**Records to process**
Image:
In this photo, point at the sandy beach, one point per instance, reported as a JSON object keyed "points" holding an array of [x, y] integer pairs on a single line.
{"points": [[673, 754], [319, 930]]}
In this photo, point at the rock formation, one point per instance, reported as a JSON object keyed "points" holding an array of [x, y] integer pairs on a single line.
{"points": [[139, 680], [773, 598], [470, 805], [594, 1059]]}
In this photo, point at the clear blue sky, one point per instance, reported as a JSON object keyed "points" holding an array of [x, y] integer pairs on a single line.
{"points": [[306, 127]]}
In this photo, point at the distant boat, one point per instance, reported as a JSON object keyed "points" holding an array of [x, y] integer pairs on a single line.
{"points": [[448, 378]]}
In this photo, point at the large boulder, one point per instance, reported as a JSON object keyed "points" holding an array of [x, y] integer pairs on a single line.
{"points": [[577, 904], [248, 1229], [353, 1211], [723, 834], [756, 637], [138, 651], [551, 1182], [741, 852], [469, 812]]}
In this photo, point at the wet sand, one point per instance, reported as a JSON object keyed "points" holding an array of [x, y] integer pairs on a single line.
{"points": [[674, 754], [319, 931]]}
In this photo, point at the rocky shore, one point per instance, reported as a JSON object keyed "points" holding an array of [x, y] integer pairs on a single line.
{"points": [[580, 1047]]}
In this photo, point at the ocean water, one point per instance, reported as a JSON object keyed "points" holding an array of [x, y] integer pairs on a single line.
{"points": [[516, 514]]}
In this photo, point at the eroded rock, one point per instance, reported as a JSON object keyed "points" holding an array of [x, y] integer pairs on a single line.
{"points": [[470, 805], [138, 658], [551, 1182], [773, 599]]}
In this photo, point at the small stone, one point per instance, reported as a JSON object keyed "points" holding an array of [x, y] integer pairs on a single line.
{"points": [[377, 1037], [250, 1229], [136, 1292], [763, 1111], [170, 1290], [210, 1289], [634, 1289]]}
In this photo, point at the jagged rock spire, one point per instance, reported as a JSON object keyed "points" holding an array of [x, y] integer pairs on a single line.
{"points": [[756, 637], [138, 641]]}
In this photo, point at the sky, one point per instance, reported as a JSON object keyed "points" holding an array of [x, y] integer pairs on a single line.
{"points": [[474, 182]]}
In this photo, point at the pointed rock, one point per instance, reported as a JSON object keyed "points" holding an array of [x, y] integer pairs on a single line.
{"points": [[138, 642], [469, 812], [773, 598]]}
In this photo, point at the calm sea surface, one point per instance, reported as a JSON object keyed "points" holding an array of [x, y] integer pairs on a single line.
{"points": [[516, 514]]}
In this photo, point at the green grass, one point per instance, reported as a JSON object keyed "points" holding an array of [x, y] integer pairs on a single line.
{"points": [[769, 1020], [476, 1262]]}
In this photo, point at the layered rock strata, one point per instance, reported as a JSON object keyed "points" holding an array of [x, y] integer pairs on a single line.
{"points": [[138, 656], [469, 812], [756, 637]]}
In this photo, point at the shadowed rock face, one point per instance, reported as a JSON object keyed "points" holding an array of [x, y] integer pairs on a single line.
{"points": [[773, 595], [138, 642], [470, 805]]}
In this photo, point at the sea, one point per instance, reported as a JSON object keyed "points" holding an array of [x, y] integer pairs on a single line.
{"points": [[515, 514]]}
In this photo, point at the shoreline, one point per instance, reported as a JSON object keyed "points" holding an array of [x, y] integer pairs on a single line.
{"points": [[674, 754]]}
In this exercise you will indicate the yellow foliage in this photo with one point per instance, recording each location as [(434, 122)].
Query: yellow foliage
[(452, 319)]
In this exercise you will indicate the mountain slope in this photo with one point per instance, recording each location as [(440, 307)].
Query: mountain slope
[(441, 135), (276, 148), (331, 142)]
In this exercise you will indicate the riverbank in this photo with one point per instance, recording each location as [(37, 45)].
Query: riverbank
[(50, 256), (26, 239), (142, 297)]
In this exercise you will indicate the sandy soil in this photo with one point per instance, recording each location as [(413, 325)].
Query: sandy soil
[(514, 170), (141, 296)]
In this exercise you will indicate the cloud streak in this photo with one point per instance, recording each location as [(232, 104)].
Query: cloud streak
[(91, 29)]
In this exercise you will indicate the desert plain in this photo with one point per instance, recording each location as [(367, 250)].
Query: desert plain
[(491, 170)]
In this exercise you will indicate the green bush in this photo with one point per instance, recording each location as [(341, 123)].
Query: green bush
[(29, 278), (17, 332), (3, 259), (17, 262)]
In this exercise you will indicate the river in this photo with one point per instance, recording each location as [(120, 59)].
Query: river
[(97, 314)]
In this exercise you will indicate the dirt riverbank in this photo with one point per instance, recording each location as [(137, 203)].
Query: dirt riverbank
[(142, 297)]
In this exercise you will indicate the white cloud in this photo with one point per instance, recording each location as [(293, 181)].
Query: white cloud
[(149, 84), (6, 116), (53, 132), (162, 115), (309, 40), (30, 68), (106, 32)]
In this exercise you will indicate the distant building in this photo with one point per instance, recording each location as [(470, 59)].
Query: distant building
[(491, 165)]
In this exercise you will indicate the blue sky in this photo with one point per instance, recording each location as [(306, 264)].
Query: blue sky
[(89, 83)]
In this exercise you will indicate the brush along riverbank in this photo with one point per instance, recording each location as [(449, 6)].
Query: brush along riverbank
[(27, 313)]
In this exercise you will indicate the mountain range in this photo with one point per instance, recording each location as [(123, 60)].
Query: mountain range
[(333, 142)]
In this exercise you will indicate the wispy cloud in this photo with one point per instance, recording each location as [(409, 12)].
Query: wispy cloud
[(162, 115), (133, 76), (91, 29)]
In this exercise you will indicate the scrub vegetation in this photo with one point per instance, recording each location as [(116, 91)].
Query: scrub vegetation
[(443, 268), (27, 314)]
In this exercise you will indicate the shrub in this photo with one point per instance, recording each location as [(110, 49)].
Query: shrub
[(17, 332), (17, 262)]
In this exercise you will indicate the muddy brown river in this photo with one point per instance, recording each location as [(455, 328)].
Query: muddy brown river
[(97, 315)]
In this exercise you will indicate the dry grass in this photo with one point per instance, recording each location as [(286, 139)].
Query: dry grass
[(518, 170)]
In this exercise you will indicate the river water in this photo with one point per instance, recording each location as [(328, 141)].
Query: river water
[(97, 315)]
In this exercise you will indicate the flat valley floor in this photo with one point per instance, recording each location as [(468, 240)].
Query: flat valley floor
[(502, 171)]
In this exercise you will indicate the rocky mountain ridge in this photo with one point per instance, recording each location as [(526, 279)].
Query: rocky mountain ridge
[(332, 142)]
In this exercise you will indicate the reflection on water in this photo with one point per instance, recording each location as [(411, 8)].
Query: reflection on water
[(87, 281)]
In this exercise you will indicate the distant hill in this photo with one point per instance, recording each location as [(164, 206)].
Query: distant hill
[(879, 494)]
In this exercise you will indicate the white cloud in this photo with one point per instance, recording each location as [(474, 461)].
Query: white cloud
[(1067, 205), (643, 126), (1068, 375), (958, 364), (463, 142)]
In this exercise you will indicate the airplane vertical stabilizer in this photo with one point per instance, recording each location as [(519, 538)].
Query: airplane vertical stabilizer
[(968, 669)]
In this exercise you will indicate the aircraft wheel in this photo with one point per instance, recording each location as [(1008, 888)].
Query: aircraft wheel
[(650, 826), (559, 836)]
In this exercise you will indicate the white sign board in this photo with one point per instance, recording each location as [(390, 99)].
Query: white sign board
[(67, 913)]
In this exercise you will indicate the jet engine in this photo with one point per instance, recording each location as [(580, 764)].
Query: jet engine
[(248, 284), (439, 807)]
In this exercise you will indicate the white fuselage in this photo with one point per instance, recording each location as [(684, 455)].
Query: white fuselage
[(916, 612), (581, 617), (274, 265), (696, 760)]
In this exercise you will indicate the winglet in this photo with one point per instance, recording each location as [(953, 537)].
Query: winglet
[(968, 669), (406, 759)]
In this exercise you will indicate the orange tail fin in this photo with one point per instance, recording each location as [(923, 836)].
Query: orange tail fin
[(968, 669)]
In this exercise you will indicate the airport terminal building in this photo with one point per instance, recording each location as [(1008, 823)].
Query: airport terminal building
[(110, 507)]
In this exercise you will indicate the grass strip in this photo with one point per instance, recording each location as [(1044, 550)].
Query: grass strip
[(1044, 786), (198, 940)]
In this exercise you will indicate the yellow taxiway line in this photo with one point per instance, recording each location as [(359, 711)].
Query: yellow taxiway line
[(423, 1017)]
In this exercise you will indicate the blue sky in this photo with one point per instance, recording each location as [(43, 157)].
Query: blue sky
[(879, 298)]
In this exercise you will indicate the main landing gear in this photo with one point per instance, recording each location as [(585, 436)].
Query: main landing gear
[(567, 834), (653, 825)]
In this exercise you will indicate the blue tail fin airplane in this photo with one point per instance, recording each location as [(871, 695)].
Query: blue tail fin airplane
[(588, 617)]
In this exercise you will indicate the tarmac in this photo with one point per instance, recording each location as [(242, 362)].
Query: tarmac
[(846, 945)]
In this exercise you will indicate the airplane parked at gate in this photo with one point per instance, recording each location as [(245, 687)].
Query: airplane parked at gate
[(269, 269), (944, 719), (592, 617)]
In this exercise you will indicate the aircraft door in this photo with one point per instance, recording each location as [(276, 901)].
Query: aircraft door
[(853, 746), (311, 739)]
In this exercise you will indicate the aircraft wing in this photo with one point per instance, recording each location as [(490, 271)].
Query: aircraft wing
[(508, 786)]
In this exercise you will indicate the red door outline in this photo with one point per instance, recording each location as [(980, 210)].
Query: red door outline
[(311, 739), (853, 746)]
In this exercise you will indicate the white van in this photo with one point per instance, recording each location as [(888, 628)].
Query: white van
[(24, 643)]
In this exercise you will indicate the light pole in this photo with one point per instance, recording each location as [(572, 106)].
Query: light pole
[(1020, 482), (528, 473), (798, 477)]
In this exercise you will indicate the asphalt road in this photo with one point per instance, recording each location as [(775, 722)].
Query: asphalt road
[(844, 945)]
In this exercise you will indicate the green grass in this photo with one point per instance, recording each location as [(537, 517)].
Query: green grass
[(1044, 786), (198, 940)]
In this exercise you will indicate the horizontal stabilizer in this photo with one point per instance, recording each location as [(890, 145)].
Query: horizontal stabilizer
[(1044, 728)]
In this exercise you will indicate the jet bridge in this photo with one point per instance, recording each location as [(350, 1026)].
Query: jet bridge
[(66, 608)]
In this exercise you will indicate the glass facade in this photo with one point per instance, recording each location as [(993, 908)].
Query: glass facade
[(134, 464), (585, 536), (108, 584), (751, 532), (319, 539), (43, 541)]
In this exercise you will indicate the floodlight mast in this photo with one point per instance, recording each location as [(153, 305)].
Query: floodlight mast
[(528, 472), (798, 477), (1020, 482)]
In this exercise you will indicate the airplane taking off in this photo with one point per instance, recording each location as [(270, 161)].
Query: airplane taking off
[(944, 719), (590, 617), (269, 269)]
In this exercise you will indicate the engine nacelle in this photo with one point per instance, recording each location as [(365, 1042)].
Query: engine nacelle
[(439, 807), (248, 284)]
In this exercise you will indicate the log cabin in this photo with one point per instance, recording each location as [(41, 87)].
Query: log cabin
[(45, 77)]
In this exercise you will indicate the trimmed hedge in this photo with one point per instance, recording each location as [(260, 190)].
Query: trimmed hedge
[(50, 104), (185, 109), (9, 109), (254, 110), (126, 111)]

**Work item**
Retype exactly the lines of the data above that fall between the line with "Query: riverbank" and the line with "In this exercise you will indicate the green bush", inclusive, and add nothing.

**Result below**
Query: riverbank
[(50, 256), (26, 239), (142, 297)]
In this exercise you will indicate the sandy soil in this photo with one point per instance, recording each location as [(413, 325)].
Query: sandy soil
[(514, 170), (141, 296)]
In this exercise you will indicate the cloud streak in this photo with one point per instance, recording each location as [(232, 104)].
Query: cloud streak
[(91, 29)]
In this exercise you will indicate the desert plain in this photo with one point per instance, recording each location as [(367, 250)].
Query: desert plain
[(491, 170)]
In this exercise you will indicate the green bush in this photo with one point per instance, recording each location as [(341, 123)].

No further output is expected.